[Labeled-object pointing entries]
>>
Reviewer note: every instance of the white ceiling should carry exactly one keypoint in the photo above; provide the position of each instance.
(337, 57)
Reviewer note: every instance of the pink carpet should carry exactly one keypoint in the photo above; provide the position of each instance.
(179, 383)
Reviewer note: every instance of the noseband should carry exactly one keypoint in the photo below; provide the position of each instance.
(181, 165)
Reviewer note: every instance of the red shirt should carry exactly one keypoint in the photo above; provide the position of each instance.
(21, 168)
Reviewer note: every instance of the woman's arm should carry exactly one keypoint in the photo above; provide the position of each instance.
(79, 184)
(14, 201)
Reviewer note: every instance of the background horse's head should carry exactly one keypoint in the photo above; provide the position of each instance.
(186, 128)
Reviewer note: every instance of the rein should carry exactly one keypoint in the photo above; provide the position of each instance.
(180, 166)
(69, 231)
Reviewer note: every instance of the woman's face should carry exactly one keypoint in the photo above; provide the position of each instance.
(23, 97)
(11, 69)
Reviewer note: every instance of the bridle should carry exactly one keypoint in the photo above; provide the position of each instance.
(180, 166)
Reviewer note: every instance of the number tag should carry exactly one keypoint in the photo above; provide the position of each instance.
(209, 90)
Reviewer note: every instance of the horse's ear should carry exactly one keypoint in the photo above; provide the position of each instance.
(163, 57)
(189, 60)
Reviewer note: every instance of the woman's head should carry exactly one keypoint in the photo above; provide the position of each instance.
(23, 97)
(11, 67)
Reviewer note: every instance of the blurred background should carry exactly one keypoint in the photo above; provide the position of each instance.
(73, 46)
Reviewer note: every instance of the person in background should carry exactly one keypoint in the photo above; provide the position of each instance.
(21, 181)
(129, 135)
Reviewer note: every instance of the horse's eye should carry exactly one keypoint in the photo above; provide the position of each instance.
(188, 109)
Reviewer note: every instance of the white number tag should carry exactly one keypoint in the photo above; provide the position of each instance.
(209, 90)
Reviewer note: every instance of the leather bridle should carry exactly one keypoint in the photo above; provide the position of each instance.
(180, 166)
<<
[Short problem] Rewrite the items between the line holding "Reviewer note: every instance of the woman's face" and the end of the items, inclusive, keeping each request and increasing every coordinate in the answers by 150.

[Response to this task]
Reviewer note: every instance of the woman's face should carry exactly one keypoint in the photo above; provide the position of each instance.
(173, 247)
(161, 219)
Reviewer note: every instance of the bridle should carry exactly one keypoint in the photo above; provide the position of each instance.
(330, 316)
Reviewer note: every instance of the number tag should carry exactly one keypoint in the photo above; provide the position of each instance.
(359, 240)
Reviewer note: every instance of the horse's ear should carry exactly one keypoint in the photo above; provide the position of each instance.
(313, 207)
(339, 210)
Reviewer note: every instance of the woman's head should carry exactly one keypoint in the photo above; provide the position of each instance.
(173, 247)
(161, 217)
Reviewer note: every instance of the blurred background should carry exactly one keypoint in the photo above; provide the position of each instance.
(223, 196)
Reviewer note: every instance of the person in background should carry exactly one keypoint in the photo above; provide the position of each instance.
(171, 331)
(279, 285)
Reviewer note: every instance of the horse's eye should carry exactly one keypoint in the photo above; provide the position of each instance.
(338, 259)
Reviewer note: every instance of the white number tag should carry exactly one keypoint in the photo above; provide the position of each instance.
(359, 240)
Reviewer note: every instance of the leather bridle should carry exactly one keypoint in the photo above; provide the position of each instance.
(330, 316)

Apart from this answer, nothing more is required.